### Les consignes
a - D'après la résolution sur la prostitution, à quelle date le Parlement européen avait-il adopté un texte qui n'incriminait que le « trafic » ?
b - Reproduisez le passage de la résolution sur la prostitution situé entre « Sur le difficile » et « titre qu’une autre. », ces deux bornes comprises.

### Texte fourni
Prostitution : « Défendre les droits »

Résolution sur la prostitution adoptée par le Comité central de la LDH le 14 septembre 2002.

Sur le difficile sujet de la prostitution se développent actuellement des discours allant du retour à l’ordre moral à la réglementation de cette activité au même titre qu’une autre.



Le ministère de l’Intérieur s’apprête à expulser les prostituées étrangères. Les maires de plusieurs villes prennent des arrêtés repoussant la prostitution au-delà des regards. Dans les instances européennes, sous la pression de certains pays qui ont déjà légiféré pour leur compte, se manifeste une position réglementariste : puisque la prostitution existe et qu’elle est impossible à éradiquer, autant l’organiser dans des conditions sanitaires et sociales qui soient les moins mauvaises possibles, rouvrir les maisons closes et donner aux personnes prostituées un statut et des droits comme à tout travailleur. Cette position repose sur la distinction entre « prostitution libre » et « prostitution forcée » : si une femme ou un homme décide de se prostituer, c’est son droit ; il ne faudrait lutter que contre la « prostitution forcée », replacée dans le cadre plus général de traite des êtres humains, forme d’esclavage moderne qui est en effet en plein développement. Le Parlement européen avait adopté un texte en ce sens en mai 2000, texte qui n’incriminait que le « trafic » et niait le proxénétisme. Certains en Europe sont prêts à s’intéresser aux revenus de la prostitution, qu’il faudrait intégrer dans les calculs de PNB et surtout ne pas abandonner aux seuls réseaux mafieux.
Cette évolution est inacceptable. Le chemin qui mène à la prostitution tient plus à la misère morale et matérielle qu’à l’exercice de la liberté. Le droit à disposer de son corps, qui demeure intangible, ne dément pas cette constatation.

Nous ne croyons pas que la prostitution soit un métier, exercé par des travailleuses ou des travailleurs du sexe ouvrant droit à des formations, des congés, des assurances, etc. Si pour subsister il faut vendre son corps, c’est justement qu’on ne peut pas disposer de sa force de travail, qu’on n’a rien d’autre à vendre. Organiser la prostitution selon un schéma professionnel ne peut que conduire à la légitimation d’un système d’exploitation dont, sous couvert du libéralisme, nul ne peut contester qu’il soit destructeur.

### Données présentées
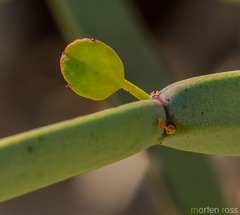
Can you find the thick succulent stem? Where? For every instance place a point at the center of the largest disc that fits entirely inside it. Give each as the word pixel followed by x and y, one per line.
pixel 44 156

### Réponses attendues
a - En mai 2000.

b -
Sur le difficile sujet de la prostitution se développent actuellement des discours allant du retour à l’ordre moral à la réglementation de cette activité au même titre qu’une autre.